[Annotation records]

★ ★ ★

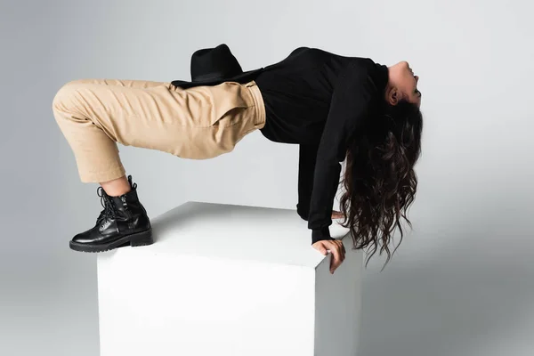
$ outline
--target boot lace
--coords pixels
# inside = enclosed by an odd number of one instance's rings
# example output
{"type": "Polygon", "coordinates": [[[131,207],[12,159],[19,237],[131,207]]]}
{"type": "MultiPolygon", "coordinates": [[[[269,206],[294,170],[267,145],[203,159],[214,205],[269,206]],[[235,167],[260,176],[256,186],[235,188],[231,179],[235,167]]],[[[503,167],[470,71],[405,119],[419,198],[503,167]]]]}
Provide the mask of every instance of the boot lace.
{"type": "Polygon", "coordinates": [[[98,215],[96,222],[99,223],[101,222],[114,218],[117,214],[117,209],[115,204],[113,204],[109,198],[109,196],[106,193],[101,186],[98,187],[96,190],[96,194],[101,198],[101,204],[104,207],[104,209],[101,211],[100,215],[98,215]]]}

★ ★ ★

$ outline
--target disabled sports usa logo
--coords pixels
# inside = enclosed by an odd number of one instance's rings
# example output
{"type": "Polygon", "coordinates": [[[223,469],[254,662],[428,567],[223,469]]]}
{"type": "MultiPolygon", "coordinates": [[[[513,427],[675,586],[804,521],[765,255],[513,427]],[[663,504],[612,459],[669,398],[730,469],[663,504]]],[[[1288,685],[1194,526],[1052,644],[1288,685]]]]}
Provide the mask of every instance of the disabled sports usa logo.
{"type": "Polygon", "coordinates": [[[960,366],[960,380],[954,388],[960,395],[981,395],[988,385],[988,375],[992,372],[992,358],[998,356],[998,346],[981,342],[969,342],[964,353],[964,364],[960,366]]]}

★ ★ ★

* _Aim_
Show each line of the entries above that contains the word "mask".

* _Full solution_
Provide the mask of every instance of the boot lace.
Provide the mask of every instance of the disabled sports usa logo.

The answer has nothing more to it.